**TASK**
Give again the entries below exactly, beginning at the first line and ending at the line with "point: one pixel per instance, each like <point>91,46</point>.".
____________
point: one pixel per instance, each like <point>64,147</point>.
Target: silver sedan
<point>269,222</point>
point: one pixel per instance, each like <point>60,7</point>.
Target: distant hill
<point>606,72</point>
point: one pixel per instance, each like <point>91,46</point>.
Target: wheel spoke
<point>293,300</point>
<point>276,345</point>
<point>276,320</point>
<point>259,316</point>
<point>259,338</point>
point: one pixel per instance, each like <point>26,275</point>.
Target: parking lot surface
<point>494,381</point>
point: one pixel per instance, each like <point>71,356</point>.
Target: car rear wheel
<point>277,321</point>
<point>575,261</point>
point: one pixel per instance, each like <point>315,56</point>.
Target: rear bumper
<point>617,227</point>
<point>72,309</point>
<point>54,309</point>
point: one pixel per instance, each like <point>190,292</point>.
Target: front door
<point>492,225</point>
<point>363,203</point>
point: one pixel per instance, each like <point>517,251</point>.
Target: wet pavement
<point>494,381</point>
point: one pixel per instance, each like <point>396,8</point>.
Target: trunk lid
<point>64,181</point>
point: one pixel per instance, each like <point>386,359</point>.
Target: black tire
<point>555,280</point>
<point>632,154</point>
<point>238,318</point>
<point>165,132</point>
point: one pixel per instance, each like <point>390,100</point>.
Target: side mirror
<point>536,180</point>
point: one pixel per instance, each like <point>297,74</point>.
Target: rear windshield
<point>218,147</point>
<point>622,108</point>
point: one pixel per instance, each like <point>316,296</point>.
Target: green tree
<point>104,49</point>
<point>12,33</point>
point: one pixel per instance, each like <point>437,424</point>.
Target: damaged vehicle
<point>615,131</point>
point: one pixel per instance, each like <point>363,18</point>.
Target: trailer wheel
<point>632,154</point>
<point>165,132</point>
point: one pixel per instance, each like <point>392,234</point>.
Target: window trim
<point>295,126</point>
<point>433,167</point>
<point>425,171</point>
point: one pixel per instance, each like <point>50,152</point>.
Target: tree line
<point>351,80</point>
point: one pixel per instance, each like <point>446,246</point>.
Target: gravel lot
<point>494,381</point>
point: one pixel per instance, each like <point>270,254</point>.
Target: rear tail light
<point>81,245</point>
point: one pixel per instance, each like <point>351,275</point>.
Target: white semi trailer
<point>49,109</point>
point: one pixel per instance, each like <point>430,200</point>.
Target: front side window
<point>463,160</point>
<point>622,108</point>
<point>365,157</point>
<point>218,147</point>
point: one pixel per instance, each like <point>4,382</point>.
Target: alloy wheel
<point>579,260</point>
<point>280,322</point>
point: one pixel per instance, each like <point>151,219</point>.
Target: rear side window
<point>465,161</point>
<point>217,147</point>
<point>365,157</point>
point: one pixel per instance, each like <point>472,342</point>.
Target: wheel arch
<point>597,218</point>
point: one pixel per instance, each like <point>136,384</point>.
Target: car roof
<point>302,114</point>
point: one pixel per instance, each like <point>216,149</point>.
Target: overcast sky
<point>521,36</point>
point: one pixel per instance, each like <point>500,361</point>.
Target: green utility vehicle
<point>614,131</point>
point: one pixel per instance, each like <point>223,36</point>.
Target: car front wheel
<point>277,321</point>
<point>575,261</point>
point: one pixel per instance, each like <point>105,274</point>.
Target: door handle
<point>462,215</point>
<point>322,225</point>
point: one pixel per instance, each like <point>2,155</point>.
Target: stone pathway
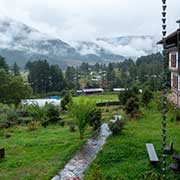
<point>78,164</point>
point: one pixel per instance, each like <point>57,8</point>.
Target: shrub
<point>66,100</point>
<point>34,125</point>
<point>24,120</point>
<point>80,110</point>
<point>132,107</point>
<point>52,113</point>
<point>127,94</point>
<point>61,123</point>
<point>8,116</point>
<point>116,126</point>
<point>37,113</point>
<point>147,96</point>
<point>72,128</point>
<point>94,119</point>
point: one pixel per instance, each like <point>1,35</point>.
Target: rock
<point>78,164</point>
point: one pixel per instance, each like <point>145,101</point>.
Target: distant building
<point>90,91</point>
<point>41,102</point>
<point>172,45</point>
<point>118,89</point>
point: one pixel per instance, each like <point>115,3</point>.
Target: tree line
<point>43,77</point>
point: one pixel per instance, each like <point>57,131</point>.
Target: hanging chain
<point>164,96</point>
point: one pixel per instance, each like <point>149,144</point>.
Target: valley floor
<point>39,154</point>
<point>124,157</point>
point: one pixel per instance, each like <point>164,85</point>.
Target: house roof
<point>93,90</point>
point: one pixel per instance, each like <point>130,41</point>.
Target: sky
<point>72,20</point>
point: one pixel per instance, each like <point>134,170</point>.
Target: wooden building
<point>172,45</point>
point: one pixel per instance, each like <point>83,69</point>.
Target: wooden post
<point>2,153</point>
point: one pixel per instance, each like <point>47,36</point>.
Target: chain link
<point>164,95</point>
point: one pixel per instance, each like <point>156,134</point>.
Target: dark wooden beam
<point>2,153</point>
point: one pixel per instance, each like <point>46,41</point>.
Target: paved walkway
<point>78,164</point>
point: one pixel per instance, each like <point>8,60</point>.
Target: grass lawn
<point>104,97</point>
<point>124,157</point>
<point>39,154</point>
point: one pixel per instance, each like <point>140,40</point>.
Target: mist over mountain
<point>21,43</point>
<point>126,46</point>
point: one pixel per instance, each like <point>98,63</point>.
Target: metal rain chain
<point>164,95</point>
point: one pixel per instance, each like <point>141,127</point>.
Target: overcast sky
<point>88,19</point>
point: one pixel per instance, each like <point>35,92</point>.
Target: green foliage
<point>96,174</point>
<point>15,70</point>
<point>124,96</point>
<point>81,111</point>
<point>71,78</point>
<point>132,107</point>
<point>67,99</point>
<point>39,154</point>
<point>94,119</point>
<point>117,126</point>
<point>8,116</point>
<point>147,96</point>
<point>34,125</point>
<point>3,64</point>
<point>52,113</point>
<point>151,175</point>
<point>125,155</point>
<point>37,113</point>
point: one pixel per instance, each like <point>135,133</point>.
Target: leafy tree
<point>147,95</point>
<point>3,64</point>
<point>70,77</point>
<point>37,113</point>
<point>39,76</point>
<point>81,111</point>
<point>57,82</point>
<point>52,113</point>
<point>15,70</point>
<point>132,107</point>
<point>95,118</point>
<point>67,99</point>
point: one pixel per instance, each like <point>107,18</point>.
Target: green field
<point>39,154</point>
<point>105,97</point>
<point>125,157</point>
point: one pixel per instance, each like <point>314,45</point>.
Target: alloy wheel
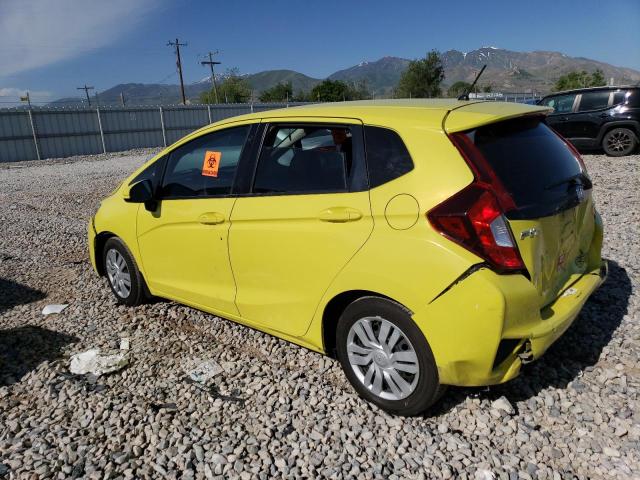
<point>619,141</point>
<point>383,358</point>
<point>118,273</point>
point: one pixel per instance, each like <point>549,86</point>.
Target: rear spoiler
<point>473,115</point>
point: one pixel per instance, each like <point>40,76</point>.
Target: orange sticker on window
<point>211,163</point>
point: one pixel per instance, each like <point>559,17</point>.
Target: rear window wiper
<point>586,181</point>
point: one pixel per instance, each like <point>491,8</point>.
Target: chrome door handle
<point>211,218</point>
<point>340,215</point>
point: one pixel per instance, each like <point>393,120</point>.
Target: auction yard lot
<point>278,410</point>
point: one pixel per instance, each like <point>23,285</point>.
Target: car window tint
<point>561,103</point>
<point>594,101</point>
<point>387,156</point>
<point>205,166</point>
<point>304,159</point>
<point>619,97</point>
<point>533,163</point>
<point>633,98</point>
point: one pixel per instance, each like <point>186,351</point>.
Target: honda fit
<point>422,243</point>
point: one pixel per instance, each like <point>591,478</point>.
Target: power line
<point>211,63</point>
<point>177,44</point>
<point>86,91</point>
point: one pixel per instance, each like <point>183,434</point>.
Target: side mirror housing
<point>142,192</point>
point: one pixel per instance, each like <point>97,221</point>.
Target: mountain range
<point>507,71</point>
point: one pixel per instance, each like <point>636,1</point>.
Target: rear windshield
<point>536,167</point>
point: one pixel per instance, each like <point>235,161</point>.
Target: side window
<point>153,172</point>
<point>387,156</point>
<point>594,101</point>
<point>205,166</point>
<point>619,97</point>
<point>305,159</point>
<point>561,103</point>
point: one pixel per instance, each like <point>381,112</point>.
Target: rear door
<point>307,214</point>
<point>553,222</point>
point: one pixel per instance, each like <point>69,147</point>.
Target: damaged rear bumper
<point>486,327</point>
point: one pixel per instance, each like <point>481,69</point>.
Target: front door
<point>307,215</point>
<point>183,243</point>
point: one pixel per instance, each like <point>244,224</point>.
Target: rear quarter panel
<point>405,259</point>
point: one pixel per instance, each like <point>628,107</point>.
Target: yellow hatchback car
<point>424,243</point>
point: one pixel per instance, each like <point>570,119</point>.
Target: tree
<point>337,91</point>
<point>281,92</point>
<point>580,79</point>
<point>422,78</point>
<point>457,89</point>
<point>233,89</point>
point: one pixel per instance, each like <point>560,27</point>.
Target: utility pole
<point>26,98</point>
<point>211,63</point>
<point>86,92</point>
<point>177,44</point>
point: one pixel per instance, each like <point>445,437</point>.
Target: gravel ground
<point>278,410</point>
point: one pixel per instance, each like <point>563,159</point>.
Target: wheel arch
<point>98,247</point>
<point>334,308</point>
<point>608,126</point>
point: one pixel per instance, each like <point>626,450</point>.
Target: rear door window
<point>205,166</point>
<point>594,101</point>
<point>387,156</point>
<point>561,103</point>
<point>535,165</point>
<point>305,159</point>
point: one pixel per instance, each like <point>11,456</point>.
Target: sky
<point>51,47</point>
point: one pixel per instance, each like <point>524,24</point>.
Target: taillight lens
<point>473,218</point>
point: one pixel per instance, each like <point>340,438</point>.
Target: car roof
<point>390,111</point>
<point>591,89</point>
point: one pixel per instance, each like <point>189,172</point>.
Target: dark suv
<point>606,117</point>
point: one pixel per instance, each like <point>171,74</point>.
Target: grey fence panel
<point>76,131</point>
<point>16,138</point>
<point>65,133</point>
<point>179,122</point>
<point>131,128</point>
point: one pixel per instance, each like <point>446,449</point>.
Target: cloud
<point>37,33</point>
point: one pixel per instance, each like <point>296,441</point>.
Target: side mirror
<point>142,192</point>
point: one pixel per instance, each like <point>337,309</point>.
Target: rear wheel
<point>619,142</point>
<point>125,279</point>
<point>386,357</point>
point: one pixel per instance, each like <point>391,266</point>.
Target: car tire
<point>371,332</point>
<point>619,142</point>
<point>124,277</point>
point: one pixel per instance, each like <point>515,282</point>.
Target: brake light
<point>474,217</point>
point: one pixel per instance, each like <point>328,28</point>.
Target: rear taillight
<point>474,217</point>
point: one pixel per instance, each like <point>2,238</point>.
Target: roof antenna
<point>465,95</point>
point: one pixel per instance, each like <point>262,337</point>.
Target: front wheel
<point>619,142</point>
<point>125,279</point>
<point>386,357</point>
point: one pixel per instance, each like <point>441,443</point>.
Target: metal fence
<point>62,132</point>
<point>53,133</point>
<point>517,97</point>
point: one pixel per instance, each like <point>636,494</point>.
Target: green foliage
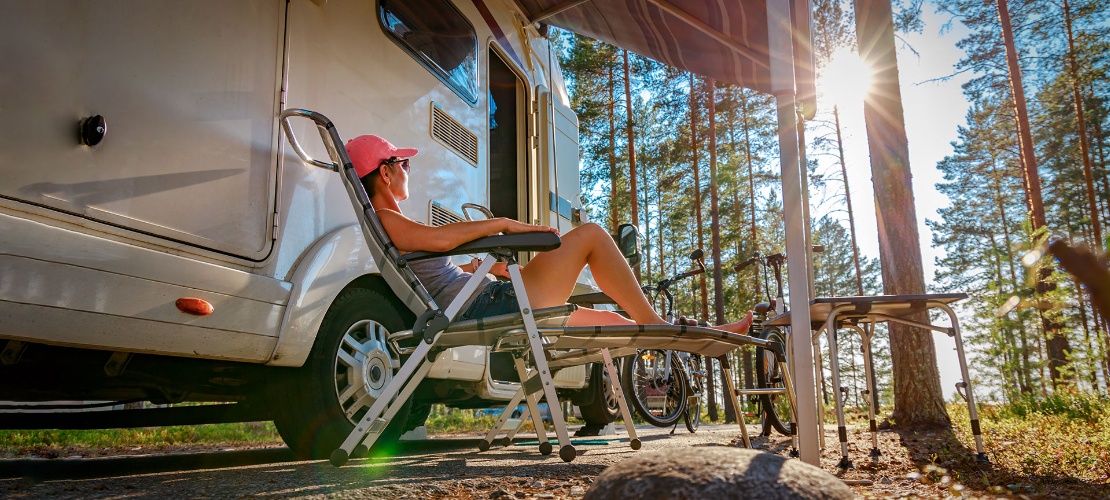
<point>1075,406</point>
<point>1063,436</point>
<point>14,442</point>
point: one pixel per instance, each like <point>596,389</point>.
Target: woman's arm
<point>410,236</point>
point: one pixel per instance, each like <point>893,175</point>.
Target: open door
<point>508,173</point>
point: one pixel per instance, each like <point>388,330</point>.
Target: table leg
<point>972,413</point>
<point>726,375</point>
<point>841,428</point>
<point>819,365</point>
<point>866,335</point>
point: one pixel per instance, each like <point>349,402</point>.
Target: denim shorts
<point>497,298</point>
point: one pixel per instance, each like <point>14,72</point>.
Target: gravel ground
<point>451,467</point>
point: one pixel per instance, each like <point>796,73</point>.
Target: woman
<point>548,278</point>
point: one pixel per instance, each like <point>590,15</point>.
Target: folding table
<point>831,313</point>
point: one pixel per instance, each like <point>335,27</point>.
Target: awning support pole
<point>779,33</point>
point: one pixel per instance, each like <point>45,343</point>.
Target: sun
<point>845,80</point>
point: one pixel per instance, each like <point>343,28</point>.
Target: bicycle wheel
<point>693,415</point>
<point>657,393</point>
<point>776,408</point>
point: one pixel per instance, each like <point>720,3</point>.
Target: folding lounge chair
<point>434,331</point>
<point>432,321</point>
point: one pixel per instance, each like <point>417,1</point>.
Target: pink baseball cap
<point>367,152</point>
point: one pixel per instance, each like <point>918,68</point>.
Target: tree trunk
<point>697,197</point>
<point>709,378</point>
<point>1085,149</point>
<point>918,399</point>
<point>1057,342</point>
<point>632,152</point>
<point>614,218</point>
<point>1026,372</point>
<point>851,231</point>
<point>718,290</point>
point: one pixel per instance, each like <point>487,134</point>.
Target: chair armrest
<point>515,242</point>
<point>592,298</point>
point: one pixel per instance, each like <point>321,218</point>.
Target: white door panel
<point>189,92</point>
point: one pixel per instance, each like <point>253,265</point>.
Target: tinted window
<point>439,37</point>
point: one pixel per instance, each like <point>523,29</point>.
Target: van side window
<point>439,36</point>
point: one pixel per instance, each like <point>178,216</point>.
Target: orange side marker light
<point>193,306</point>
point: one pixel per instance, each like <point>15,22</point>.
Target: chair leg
<point>618,393</point>
<point>566,450</point>
<point>502,419</point>
<point>533,401</point>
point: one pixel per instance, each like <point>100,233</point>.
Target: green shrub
<point>1068,403</point>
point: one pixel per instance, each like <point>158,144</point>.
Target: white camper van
<point>160,241</point>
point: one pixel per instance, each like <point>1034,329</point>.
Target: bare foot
<point>740,327</point>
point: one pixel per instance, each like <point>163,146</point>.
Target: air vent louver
<point>454,136</point>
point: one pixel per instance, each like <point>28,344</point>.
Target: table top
____________
**RESPONSE TO THIS EXERCISE**
point: one pixel per instance, each like <point>64,147</point>.
Target: silver sedan
<point>269,222</point>
point: one pixel per instance, each like <point>60,7</point>.
Target: distant hill
<point>606,72</point>
point: one pixel per instance, each like <point>91,46</point>.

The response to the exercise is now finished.